▶ Task directions
Please copy every record below exactly, leaving out the pictures.

(Stored data begins)

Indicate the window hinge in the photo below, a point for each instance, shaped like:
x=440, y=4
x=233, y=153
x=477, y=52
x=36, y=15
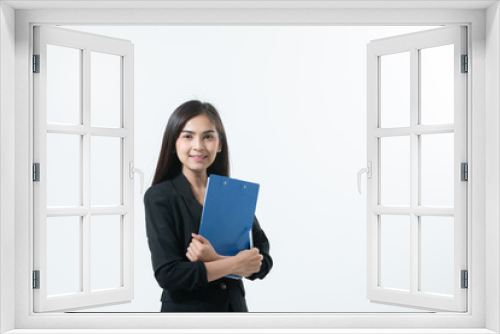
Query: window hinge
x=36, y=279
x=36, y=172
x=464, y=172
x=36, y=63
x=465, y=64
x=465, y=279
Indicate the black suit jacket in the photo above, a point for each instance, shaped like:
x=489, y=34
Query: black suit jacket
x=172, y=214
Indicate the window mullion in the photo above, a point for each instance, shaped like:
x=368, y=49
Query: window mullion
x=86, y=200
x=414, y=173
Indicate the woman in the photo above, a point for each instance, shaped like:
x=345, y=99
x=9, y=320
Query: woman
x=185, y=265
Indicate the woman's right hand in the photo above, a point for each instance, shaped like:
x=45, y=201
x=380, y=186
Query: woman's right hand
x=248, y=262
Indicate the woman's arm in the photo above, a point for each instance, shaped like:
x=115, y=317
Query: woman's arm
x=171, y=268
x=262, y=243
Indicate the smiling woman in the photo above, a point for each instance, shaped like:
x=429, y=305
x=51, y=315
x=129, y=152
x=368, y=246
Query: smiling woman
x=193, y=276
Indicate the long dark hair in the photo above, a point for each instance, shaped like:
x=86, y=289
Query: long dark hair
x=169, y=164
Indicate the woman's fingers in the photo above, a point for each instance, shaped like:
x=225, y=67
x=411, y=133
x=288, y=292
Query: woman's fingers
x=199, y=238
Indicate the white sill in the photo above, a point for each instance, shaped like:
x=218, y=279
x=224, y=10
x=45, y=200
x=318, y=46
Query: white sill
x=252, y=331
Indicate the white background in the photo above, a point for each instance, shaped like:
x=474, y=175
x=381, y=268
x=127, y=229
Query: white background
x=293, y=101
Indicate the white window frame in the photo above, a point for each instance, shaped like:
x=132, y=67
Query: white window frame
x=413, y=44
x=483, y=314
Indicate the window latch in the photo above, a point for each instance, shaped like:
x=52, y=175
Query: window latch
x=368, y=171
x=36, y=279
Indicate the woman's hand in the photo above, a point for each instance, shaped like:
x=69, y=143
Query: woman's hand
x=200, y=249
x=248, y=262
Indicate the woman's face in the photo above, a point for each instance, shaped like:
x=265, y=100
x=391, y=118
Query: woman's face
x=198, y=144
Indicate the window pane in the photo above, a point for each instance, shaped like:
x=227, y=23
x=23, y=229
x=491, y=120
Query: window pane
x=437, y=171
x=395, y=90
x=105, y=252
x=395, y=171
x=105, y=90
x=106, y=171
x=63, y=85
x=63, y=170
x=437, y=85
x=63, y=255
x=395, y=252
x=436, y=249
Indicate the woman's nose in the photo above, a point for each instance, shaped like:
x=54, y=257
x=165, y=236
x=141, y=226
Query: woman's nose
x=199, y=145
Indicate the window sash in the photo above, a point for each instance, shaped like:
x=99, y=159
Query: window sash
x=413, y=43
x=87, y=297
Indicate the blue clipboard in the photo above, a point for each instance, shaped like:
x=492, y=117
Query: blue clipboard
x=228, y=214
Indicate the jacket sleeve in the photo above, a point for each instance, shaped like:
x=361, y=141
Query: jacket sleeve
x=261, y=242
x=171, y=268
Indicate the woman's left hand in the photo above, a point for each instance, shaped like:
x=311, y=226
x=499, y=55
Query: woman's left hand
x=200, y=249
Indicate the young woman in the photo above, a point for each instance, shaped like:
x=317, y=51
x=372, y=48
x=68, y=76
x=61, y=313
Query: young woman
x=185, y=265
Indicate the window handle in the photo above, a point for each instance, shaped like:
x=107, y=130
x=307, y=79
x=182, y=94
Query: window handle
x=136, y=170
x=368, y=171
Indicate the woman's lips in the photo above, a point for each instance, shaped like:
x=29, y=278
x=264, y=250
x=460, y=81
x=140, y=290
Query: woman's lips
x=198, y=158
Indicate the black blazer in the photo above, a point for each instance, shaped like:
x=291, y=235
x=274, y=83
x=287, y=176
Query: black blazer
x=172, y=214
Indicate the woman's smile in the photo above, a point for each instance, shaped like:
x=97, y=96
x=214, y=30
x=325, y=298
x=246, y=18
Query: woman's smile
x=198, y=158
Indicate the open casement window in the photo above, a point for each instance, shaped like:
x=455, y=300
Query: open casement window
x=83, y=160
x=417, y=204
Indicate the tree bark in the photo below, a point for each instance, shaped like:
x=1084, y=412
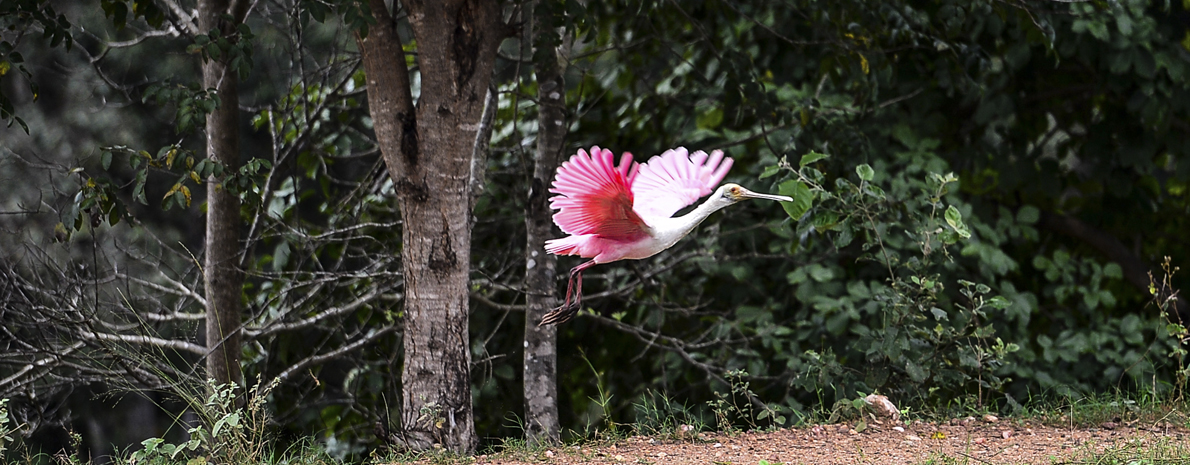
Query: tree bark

(Stored data ends)

▶ Task response
Indicate the window hinge in the photo below, a point for each instance, shaped like:
x=440, y=4
x=233, y=153
x=477, y=52
x=36, y=15
Query: window hinge
x=36, y=279
x=36, y=172
x=464, y=172
x=36, y=63
x=465, y=64
x=465, y=279
Indicate the black suit jacket in the photo above, a point for each instance, shaped like:
x=489, y=34
Query: black suit jacket
x=172, y=214
Indicate the window mullion in the photo above, a point for each instance, shaped like:
x=368, y=49
Query: window mullion
x=86, y=200
x=414, y=173
Indicate the woman in the photo above, a point for each instance, shaped like:
x=345, y=99
x=9, y=320
Query: woman
x=185, y=265
Indicate the woman's right hand in the photo above, a point for each instance, shaped like:
x=45, y=201
x=380, y=186
Query: woman's right hand
x=248, y=262
Indicate the woman's arm in the photo above, a point for each instance, shaped like:
x=115, y=317
Query: woman's arm
x=171, y=268
x=262, y=243
Indicate the smiling woman in the photo above, a point for each instance, shaped like:
x=429, y=305
x=51, y=315
x=129, y=152
x=368, y=246
Query: smiling woman
x=193, y=276
Indicate the long dark hair in the photo above, a point for each instance, shaped like:
x=86, y=289
Query: long dark hair
x=169, y=164
Indicate the woman's fingers in the photo above, a point for each instance, shaped like:
x=225, y=67
x=411, y=133
x=288, y=292
Query: woman's fingers
x=199, y=238
Indicate the white sill in the photo above, a point for each instance, shaped like:
x=218, y=279
x=224, y=10
x=45, y=200
x=318, y=46
Query: white sill
x=252, y=331
Indicate the white background in the photo above, a point for each instance, shaped like:
x=474, y=175
x=381, y=268
x=127, y=229
Query: white background
x=293, y=101
Indicate the white window frame in the photo above, a point for each instance, shaped like:
x=132, y=67
Query: white window frame
x=413, y=44
x=483, y=314
Indicate the window latch in the photo above, a point for each instance, shaped like:
x=52, y=175
Query: window latch
x=368, y=171
x=36, y=279
Indicate the woman's hand in the photo above, a point for each instance, shaped like:
x=69, y=143
Query: woman's hand
x=200, y=249
x=248, y=262
Indicate the woman's face in the photo above, a point for each instance, shaped like:
x=265, y=100
x=391, y=118
Query: woman's face
x=198, y=144
Indicate the window pane in the photo above, a point for each instance, shaped like:
x=227, y=23
x=23, y=229
x=491, y=120
Query: window pane
x=437, y=171
x=395, y=90
x=105, y=252
x=395, y=171
x=105, y=90
x=106, y=171
x=63, y=85
x=63, y=170
x=437, y=85
x=63, y=255
x=395, y=252
x=436, y=249
Indicate the woman's nose in the photo above, a point for each instance, shaped like:
x=54, y=257
x=165, y=236
x=141, y=226
Query: woman's nose
x=199, y=145
Indicate the window sash in the photo above, a point for each instance, shaped like:
x=99, y=159
Query: window sash
x=413, y=43
x=87, y=297
Indicate the blue clipboard in the photo above, a point for each instance, shaped like:
x=492, y=117
Query: blue clipboard
x=228, y=214
Indicate the jacket sleeve in the photo above, a point for each instance, shaped like:
x=361, y=141
Query: jacket sleeve
x=261, y=242
x=171, y=268
Indicate the woman's left hand in the photo above, a point for each instance, shaped like:
x=311, y=226
x=499, y=55
Query: woman's left hand
x=200, y=249
Indicate the young woman in the photo above, a point for each instance, shaped like:
x=317, y=51
x=372, y=48
x=68, y=76
x=61, y=313
Query: young woman
x=185, y=265
Indicate the window handle in the photo above, a point for each instance, shaped like:
x=107, y=130
x=307, y=79
x=182, y=94
Query: window handle
x=136, y=170
x=368, y=171
Indicate the woman's lips in the photo above, a point for each instance, shaped like:
x=29, y=278
x=264, y=250
x=460, y=81
x=140, y=290
Query: woman's lips
x=198, y=158
Indicate the black blazer in the photo above, a point for each instance, shaped like:
x=291, y=235
x=274, y=83
x=287, y=176
Query: black blazer
x=172, y=214
Indicate the woman's smile in the photo above, a point for each instance, shaped like:
x=97, y=96
x=214, y=30
x=325, y=298
x=246, y=18
Query: woman's smile
x=198, y=158
Indicate the open casement window in the photo above, a point for each instance, shaped like:
x=455, y=300
Query: open casement window
x=83, y=160
x=417, y=204
Indicate the tree bark in the photo below, a point for each instance, shaped like:
x=1084, y=412
Query: tree bark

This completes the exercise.